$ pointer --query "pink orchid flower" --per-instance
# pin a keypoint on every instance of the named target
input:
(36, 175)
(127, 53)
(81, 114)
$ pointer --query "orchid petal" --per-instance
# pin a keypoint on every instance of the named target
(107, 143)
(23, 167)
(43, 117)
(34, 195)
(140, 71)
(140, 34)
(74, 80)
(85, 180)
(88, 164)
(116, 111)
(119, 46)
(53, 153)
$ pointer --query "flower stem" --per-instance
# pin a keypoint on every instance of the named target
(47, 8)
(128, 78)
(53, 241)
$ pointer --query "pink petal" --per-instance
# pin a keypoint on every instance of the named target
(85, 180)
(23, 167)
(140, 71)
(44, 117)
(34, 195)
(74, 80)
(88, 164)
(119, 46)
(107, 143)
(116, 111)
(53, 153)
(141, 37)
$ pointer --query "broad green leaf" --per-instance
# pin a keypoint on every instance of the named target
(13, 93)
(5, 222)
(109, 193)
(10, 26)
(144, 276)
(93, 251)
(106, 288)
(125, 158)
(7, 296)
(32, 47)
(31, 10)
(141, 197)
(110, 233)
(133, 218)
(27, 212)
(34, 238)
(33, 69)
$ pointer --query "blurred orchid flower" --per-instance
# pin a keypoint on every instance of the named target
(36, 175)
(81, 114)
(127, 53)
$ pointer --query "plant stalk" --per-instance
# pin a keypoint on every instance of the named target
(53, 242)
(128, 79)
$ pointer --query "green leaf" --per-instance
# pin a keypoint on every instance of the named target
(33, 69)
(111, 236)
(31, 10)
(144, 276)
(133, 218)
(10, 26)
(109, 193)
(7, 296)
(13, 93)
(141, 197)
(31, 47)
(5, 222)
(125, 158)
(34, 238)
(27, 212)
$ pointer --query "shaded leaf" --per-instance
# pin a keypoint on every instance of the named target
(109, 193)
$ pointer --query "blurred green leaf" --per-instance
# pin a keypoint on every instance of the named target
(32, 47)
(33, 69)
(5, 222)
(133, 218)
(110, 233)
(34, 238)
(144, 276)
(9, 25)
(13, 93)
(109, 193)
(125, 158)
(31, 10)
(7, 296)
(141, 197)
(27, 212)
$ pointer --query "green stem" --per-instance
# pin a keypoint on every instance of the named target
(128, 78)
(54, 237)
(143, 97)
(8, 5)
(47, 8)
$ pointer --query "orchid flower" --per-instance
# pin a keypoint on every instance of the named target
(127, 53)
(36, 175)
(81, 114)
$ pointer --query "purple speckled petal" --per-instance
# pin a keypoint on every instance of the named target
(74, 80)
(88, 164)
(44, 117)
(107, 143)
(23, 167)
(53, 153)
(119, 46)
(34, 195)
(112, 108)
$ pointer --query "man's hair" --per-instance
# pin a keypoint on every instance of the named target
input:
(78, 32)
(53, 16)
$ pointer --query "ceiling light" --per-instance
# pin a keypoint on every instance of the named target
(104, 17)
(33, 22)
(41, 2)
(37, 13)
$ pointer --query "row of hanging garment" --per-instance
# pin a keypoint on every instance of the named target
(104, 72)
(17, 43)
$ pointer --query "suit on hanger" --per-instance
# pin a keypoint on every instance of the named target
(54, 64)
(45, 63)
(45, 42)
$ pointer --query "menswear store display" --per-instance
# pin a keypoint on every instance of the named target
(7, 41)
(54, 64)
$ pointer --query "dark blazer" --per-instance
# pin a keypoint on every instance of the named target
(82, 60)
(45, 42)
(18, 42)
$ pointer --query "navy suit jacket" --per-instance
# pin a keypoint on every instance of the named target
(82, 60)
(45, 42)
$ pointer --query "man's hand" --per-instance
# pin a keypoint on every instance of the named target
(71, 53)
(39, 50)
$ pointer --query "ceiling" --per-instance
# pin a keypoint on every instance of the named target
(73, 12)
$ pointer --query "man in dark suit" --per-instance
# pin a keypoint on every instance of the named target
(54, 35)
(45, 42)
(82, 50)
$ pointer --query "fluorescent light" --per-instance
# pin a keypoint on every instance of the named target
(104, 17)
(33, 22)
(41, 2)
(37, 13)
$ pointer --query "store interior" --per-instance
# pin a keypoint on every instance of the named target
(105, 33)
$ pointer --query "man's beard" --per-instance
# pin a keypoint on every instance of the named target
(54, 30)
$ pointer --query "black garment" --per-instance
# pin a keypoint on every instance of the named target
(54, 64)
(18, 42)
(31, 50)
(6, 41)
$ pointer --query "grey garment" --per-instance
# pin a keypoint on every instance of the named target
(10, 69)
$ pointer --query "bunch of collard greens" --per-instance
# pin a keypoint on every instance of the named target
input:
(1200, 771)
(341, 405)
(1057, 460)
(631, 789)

__________________________________________________

## What you are asked to do:
Lines of the listing above that contain the word "blurred" must all be copied.

## Output of the exercise:
$ pointer --query "blurred orchid flower" --per-instance
$ pointer --query "blurred green leaf" --per-instance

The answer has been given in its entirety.